*Your assignment*: Going down the data below, set down exactly the line with "positive clicks: (400, 383) (385, 425)" and each line after it through the line with "positive clicks: (295, 585)"; no other lines.

*Records to process*:
^^^^^^^^^^^^^^^^

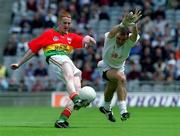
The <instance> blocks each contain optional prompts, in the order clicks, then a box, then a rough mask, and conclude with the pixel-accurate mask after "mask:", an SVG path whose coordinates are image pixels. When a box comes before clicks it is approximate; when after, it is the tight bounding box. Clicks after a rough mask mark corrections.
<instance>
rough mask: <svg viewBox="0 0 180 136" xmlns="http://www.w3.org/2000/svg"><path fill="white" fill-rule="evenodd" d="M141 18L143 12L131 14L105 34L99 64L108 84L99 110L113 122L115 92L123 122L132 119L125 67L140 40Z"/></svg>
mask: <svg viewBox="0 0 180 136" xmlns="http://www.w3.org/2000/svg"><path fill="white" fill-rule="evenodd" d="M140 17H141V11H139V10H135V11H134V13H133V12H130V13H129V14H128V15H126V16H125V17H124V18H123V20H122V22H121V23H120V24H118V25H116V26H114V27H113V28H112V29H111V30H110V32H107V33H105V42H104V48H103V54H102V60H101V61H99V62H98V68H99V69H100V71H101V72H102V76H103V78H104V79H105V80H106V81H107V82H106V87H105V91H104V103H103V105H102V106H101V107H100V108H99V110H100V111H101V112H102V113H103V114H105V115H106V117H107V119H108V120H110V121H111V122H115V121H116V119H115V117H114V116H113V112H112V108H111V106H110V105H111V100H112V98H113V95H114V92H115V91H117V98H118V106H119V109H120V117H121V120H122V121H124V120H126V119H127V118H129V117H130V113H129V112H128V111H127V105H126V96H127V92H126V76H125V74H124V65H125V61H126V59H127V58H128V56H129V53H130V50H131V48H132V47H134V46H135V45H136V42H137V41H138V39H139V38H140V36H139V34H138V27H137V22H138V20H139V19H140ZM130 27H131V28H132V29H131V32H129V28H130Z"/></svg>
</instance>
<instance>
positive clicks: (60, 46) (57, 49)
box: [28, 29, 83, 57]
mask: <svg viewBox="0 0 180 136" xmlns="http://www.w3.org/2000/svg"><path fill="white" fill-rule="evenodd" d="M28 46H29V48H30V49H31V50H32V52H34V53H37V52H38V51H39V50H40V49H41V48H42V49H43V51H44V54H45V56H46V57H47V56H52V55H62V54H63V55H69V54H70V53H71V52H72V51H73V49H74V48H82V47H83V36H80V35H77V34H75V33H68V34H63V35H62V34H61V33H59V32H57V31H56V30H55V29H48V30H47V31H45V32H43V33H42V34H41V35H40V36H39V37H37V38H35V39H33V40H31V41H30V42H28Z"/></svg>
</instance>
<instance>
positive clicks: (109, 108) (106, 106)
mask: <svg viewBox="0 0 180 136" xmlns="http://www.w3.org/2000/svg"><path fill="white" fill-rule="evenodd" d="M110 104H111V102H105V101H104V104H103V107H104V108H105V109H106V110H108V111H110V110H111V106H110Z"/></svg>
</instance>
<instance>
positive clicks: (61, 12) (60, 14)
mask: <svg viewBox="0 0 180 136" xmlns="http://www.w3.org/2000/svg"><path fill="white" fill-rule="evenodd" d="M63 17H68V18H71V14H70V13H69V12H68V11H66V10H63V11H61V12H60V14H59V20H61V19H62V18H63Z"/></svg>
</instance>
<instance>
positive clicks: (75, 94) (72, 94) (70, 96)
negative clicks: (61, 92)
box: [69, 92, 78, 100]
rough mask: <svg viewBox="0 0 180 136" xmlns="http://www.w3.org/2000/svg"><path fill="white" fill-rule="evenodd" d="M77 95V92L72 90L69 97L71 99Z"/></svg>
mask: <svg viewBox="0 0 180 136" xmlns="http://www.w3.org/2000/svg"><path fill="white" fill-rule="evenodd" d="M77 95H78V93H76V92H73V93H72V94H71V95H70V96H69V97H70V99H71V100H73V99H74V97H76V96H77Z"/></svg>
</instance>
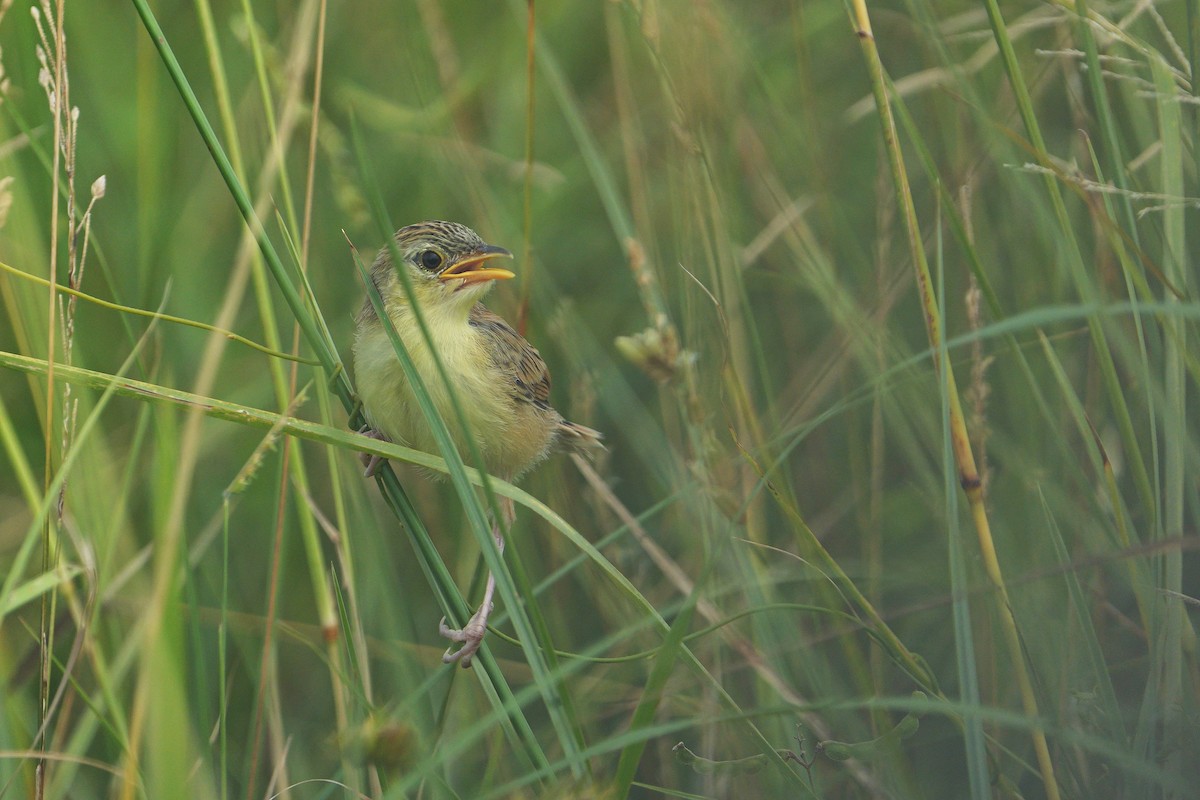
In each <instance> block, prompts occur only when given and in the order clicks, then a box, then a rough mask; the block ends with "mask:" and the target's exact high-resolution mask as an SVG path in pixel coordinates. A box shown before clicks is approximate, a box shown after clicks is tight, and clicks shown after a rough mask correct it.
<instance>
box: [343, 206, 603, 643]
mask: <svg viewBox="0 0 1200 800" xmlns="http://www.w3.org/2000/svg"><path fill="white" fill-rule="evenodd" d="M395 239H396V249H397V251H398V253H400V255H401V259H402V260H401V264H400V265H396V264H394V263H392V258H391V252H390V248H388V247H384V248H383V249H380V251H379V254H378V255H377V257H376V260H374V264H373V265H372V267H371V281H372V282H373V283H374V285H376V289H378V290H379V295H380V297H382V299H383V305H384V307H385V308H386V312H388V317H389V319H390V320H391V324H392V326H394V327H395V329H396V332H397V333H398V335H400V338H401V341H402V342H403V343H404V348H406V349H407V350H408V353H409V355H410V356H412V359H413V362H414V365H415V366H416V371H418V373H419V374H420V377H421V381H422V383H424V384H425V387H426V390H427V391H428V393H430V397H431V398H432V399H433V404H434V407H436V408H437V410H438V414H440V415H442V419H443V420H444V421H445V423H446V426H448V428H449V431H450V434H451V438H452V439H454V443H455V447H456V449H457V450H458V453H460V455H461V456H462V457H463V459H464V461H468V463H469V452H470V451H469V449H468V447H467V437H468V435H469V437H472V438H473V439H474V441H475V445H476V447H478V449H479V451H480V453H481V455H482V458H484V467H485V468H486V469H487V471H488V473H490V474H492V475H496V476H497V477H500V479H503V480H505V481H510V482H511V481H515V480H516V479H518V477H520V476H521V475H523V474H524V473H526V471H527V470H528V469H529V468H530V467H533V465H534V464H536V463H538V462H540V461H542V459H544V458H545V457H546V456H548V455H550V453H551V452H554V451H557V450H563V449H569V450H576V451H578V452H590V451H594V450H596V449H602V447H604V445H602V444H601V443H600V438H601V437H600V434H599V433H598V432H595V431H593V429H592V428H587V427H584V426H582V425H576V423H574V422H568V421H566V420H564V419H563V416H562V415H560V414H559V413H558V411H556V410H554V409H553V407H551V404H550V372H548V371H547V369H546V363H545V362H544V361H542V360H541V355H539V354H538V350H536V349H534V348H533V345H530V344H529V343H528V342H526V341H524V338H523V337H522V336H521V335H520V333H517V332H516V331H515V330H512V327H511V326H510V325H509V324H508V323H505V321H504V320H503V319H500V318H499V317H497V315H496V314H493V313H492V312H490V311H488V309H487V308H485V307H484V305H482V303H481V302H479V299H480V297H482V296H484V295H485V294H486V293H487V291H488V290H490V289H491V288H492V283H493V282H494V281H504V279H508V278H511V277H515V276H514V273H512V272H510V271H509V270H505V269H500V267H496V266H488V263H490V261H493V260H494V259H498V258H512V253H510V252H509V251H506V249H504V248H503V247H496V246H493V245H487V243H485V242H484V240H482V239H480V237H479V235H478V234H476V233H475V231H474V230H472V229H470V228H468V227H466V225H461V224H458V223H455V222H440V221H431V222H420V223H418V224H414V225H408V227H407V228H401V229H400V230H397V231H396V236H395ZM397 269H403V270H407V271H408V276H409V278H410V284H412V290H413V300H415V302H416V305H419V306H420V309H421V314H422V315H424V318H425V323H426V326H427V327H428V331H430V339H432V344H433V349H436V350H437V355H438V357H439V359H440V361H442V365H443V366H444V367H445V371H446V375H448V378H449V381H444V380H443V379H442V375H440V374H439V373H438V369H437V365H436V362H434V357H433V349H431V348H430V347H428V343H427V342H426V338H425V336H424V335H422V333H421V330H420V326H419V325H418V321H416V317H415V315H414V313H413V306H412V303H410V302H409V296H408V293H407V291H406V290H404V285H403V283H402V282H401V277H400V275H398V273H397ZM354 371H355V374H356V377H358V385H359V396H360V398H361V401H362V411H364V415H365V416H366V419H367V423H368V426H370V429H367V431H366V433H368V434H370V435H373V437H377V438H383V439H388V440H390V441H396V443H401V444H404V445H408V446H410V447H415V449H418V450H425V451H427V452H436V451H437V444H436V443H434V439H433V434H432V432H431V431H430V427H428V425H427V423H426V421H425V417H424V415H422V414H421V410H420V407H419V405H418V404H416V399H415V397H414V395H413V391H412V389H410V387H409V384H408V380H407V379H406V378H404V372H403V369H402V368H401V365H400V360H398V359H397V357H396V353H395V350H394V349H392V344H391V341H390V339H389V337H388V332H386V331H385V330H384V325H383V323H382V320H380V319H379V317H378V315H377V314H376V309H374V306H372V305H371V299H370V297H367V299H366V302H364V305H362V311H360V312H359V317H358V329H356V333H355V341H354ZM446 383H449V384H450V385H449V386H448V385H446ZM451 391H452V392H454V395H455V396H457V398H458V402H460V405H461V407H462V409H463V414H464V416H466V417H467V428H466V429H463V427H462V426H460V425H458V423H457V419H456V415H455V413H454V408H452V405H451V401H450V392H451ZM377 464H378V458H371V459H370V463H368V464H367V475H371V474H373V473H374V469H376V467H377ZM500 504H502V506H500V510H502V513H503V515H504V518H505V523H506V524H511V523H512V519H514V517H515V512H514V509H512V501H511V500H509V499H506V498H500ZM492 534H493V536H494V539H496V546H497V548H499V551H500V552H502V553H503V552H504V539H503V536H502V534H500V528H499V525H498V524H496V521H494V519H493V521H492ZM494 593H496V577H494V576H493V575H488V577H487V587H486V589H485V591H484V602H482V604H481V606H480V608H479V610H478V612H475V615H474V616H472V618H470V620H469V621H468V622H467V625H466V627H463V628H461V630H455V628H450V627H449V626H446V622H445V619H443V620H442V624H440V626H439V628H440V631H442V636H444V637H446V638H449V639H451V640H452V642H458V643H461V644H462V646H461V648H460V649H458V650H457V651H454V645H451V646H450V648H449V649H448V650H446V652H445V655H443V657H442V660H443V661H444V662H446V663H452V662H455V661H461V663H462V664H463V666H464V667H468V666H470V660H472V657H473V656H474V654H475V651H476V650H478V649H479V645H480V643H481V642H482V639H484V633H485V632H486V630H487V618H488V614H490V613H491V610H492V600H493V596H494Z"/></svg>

^^^^^^^^^^^^^^^^

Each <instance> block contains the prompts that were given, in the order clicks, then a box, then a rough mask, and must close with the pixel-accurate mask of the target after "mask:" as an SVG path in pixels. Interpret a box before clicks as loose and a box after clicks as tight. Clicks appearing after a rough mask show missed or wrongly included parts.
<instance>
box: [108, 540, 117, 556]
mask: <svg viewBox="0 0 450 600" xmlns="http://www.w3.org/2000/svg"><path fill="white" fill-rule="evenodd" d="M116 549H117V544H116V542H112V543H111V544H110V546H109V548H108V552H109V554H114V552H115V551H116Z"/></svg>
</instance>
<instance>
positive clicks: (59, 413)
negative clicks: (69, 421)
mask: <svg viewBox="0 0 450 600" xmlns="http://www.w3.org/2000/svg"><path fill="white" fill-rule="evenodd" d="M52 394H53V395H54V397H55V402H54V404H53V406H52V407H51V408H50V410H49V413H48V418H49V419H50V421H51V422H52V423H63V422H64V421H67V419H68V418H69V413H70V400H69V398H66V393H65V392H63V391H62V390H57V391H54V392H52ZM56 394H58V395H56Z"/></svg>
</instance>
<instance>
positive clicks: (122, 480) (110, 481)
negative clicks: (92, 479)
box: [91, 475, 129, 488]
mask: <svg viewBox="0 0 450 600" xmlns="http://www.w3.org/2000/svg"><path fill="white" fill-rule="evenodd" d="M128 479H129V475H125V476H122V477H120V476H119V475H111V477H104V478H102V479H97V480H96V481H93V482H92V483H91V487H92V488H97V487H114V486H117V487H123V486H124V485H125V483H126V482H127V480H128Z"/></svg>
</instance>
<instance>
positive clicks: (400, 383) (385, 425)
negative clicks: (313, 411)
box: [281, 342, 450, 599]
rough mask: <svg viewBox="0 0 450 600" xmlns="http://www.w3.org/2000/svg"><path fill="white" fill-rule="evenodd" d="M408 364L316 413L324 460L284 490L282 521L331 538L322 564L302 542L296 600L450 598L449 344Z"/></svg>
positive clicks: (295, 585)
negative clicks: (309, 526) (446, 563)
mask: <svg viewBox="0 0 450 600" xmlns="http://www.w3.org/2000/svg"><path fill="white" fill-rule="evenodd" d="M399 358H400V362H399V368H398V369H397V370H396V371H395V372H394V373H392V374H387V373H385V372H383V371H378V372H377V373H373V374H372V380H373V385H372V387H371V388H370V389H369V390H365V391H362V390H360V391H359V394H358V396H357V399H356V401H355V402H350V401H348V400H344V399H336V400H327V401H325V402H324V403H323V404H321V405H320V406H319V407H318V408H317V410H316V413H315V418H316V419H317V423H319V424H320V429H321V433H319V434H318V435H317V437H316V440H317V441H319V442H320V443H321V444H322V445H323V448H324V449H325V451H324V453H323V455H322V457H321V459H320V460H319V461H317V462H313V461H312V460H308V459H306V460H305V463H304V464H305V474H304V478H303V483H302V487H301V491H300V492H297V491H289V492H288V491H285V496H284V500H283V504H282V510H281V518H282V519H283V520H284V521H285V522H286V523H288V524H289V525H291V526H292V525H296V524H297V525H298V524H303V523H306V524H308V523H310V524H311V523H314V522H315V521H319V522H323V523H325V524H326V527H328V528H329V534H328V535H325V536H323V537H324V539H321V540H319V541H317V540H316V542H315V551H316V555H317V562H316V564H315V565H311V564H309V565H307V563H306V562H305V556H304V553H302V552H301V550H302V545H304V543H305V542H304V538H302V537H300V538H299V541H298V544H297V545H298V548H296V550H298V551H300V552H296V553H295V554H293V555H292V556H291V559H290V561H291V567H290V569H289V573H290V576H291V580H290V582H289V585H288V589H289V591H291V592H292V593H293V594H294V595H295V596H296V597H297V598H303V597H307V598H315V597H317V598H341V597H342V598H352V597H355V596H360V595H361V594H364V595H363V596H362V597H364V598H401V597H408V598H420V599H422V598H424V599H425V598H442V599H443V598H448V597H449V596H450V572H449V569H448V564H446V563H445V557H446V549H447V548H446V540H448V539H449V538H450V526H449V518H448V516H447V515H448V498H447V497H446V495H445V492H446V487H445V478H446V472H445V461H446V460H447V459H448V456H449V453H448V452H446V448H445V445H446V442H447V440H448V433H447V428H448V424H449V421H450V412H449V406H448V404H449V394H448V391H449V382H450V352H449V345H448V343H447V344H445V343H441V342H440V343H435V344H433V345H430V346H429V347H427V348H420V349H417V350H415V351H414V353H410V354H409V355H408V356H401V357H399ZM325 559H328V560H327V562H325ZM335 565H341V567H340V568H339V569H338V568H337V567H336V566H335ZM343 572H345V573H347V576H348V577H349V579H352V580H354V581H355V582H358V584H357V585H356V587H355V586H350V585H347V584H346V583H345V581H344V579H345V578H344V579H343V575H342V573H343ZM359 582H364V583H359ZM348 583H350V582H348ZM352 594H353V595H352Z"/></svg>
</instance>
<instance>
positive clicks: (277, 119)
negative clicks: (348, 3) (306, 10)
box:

^^^^^^^^^^^^^^^^

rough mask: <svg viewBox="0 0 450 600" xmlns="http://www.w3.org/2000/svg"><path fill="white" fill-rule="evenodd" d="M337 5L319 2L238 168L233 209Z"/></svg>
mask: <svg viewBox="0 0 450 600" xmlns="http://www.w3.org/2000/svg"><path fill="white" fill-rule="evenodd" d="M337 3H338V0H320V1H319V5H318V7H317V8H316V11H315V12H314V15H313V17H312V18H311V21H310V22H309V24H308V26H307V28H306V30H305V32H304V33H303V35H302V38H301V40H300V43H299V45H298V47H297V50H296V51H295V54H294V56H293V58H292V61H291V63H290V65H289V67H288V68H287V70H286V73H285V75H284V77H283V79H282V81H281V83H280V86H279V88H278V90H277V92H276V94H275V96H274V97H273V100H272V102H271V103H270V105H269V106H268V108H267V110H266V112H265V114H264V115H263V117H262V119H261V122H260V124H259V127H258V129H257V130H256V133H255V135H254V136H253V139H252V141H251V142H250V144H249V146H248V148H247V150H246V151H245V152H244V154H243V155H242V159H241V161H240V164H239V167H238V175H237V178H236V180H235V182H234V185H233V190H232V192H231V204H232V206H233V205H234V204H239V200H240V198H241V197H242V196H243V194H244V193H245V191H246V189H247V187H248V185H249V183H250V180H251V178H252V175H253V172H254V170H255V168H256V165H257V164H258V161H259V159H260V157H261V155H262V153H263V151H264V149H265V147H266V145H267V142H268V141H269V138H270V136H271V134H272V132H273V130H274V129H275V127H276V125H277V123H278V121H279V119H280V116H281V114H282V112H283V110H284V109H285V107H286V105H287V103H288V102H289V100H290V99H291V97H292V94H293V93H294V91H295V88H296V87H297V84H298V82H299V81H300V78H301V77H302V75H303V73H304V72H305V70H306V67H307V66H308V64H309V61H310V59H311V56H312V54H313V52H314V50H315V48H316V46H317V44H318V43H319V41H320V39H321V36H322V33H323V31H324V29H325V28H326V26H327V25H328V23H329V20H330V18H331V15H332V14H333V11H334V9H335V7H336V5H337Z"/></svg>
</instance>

^^^^^^^^^^^^^^^^

*Response area*:
positive clicks: (400, 383) (385, 425)
negative clicks: (313, 411)
box: [281, 342, 450, 599]
rough mask: <svg viewBox="0 0 450 600" xmlns="http://www.w3.org/2000/svg"><path fill="white" fill-rule="evenodd" d="M408 364L316 413L324 460L284 490L282 521L331 538L322 564L302 542L296 600L450 598L449 344Z"/></svg>
positive clicks: (295, 585)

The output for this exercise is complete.